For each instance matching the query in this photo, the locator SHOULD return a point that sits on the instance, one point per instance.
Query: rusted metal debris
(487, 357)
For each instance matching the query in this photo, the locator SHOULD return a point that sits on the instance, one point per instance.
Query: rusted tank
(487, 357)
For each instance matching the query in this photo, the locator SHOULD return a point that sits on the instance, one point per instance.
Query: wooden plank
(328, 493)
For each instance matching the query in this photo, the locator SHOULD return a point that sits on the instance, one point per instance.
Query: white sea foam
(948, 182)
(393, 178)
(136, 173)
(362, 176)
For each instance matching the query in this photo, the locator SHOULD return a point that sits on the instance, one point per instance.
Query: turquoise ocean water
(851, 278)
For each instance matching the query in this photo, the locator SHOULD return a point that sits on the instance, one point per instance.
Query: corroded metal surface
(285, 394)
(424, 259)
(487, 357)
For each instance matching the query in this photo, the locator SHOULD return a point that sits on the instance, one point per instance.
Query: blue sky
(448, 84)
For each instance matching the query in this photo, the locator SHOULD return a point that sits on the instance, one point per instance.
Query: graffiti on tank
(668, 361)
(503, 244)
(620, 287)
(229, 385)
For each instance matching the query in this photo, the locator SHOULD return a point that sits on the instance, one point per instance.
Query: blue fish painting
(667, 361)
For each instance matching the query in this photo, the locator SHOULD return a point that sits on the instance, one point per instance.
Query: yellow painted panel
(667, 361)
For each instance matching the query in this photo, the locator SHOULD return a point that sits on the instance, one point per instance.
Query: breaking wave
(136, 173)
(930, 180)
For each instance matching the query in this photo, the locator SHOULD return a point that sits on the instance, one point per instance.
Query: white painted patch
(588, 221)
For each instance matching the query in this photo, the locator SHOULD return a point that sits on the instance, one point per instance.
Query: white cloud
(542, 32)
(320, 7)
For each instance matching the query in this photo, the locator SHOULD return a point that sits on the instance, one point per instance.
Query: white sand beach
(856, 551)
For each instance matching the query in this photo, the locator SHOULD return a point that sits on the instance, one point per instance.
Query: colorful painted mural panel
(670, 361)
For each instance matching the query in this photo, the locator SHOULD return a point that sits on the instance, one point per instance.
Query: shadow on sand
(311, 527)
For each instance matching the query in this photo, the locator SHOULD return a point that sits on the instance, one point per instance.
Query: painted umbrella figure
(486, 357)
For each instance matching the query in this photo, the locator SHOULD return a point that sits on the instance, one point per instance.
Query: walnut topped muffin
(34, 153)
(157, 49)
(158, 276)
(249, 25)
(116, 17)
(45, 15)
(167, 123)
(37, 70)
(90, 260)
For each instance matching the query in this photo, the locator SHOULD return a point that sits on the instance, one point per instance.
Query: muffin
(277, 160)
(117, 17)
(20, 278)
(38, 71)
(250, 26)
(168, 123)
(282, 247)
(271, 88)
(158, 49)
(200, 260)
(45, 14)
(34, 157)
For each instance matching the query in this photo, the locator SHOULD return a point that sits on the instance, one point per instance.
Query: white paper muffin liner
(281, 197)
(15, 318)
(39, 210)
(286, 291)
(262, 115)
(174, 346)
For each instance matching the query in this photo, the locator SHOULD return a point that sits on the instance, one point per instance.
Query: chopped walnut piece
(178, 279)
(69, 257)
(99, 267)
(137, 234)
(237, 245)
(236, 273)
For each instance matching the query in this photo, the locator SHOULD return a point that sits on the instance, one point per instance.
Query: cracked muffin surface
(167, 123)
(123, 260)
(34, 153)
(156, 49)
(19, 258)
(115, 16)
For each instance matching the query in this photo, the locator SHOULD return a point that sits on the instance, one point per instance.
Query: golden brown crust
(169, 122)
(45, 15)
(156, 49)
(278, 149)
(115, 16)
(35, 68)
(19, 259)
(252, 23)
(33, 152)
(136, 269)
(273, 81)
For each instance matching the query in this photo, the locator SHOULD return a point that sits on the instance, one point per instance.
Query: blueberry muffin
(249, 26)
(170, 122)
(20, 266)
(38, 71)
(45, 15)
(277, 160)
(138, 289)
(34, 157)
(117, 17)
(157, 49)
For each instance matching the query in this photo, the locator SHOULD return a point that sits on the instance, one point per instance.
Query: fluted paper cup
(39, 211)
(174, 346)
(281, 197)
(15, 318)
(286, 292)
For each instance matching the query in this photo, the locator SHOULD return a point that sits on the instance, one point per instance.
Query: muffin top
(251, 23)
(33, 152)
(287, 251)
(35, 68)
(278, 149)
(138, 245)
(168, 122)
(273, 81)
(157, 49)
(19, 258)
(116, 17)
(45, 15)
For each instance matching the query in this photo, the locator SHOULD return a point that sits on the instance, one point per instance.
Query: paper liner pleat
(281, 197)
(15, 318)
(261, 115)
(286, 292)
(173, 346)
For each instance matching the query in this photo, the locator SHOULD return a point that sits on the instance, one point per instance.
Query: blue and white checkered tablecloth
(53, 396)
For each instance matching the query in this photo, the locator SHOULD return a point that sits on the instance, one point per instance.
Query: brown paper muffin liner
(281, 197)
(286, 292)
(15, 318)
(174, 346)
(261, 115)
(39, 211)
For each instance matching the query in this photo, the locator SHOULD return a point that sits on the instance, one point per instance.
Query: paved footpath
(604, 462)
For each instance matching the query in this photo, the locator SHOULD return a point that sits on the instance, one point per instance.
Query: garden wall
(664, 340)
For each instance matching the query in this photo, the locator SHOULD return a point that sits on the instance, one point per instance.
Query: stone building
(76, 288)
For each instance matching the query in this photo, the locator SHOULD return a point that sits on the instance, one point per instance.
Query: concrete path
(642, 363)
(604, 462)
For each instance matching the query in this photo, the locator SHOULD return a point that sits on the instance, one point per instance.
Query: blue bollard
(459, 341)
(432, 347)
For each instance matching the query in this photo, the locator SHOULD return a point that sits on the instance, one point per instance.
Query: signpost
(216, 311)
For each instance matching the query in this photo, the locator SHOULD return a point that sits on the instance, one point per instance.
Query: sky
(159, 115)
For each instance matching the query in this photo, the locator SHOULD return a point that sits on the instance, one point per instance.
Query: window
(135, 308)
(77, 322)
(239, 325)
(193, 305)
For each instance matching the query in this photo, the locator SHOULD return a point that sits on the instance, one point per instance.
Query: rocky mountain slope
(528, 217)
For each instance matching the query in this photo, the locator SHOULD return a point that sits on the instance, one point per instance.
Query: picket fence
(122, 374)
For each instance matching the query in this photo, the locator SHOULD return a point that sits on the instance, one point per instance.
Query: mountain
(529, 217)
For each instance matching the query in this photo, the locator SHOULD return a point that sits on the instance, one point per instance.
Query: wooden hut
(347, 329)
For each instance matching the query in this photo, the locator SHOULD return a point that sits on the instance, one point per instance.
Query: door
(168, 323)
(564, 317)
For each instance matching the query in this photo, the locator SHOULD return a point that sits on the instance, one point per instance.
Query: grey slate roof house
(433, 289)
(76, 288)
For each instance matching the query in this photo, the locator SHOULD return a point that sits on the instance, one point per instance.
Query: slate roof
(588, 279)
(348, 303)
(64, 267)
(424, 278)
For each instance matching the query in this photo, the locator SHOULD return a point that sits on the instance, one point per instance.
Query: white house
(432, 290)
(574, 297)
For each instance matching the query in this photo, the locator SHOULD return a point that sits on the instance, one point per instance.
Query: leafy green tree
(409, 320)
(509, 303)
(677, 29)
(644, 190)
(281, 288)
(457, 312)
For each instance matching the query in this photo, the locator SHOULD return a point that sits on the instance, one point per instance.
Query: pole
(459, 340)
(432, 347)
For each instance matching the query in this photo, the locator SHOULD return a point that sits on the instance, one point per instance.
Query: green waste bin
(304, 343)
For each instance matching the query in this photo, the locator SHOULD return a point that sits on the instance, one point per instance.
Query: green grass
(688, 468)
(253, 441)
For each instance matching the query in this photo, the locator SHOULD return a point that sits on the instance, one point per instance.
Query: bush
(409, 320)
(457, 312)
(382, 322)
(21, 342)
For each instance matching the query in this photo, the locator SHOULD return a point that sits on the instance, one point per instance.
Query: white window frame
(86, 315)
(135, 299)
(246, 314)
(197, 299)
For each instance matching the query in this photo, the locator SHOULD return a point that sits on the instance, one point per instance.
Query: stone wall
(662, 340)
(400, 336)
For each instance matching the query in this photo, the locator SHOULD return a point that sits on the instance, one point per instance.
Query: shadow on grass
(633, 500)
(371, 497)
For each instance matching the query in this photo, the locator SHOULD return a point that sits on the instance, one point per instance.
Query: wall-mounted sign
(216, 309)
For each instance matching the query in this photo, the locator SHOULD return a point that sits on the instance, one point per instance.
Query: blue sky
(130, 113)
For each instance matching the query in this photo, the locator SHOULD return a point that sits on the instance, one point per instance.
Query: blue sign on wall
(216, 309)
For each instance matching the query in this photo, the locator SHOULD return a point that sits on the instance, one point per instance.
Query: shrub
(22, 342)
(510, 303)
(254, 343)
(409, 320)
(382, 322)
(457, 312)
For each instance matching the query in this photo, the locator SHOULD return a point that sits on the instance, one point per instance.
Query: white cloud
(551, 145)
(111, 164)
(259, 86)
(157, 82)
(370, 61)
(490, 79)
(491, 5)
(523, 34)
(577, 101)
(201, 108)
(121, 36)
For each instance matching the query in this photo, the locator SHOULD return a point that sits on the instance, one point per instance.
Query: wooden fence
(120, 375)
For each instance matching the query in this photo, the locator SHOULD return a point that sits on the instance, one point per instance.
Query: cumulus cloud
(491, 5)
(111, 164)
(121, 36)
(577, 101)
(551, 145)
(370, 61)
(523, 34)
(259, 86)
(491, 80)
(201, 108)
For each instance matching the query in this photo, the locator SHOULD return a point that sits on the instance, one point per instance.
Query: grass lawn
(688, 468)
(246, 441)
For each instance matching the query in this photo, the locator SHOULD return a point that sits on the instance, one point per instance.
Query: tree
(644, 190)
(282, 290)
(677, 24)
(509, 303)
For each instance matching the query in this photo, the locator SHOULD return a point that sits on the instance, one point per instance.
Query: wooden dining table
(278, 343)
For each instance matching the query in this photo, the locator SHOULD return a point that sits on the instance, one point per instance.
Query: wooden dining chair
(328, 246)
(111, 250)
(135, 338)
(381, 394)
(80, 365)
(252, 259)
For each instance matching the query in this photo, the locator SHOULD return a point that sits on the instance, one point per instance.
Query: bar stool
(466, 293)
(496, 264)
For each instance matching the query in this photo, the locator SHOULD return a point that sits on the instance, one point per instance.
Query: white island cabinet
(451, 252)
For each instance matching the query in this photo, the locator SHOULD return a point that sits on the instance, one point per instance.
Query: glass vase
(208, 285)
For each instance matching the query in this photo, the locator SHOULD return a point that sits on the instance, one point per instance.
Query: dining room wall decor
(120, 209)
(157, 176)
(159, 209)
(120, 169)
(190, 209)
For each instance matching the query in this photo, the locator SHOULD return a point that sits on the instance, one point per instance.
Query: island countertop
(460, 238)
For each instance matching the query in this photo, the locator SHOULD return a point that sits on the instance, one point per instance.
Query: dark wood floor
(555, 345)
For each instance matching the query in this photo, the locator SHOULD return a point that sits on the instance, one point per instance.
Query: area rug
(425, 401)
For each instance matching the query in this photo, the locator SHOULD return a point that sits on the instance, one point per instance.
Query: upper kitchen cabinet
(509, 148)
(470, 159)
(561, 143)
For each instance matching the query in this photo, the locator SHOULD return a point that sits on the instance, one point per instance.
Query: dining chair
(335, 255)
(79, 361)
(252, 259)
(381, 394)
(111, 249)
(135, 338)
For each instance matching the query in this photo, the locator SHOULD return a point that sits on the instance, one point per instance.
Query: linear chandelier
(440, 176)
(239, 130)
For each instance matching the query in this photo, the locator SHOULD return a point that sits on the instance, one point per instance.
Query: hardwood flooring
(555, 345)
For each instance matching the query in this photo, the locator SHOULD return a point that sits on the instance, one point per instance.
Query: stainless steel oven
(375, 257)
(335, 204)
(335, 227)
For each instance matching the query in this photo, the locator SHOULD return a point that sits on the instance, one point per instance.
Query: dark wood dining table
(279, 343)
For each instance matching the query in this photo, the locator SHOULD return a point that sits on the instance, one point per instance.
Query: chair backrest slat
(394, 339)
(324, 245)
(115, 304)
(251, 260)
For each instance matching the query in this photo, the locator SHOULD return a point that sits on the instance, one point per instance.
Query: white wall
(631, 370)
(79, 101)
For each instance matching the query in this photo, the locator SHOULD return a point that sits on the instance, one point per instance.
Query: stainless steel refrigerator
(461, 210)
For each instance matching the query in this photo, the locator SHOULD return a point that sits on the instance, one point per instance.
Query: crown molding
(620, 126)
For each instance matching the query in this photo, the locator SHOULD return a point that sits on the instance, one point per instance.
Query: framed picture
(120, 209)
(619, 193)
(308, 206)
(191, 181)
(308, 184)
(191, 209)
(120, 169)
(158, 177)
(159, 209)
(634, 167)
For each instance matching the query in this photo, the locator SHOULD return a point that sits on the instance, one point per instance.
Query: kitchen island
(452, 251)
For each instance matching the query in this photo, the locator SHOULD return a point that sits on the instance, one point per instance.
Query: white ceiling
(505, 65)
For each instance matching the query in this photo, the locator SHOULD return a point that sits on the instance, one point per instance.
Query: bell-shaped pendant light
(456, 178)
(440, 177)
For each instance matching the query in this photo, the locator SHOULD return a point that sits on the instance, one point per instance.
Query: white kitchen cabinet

Problem
Count the lines of the listing above that contain the string "brown", treating uppercase and lowercase as different, and reply with only that number.

Finished task
2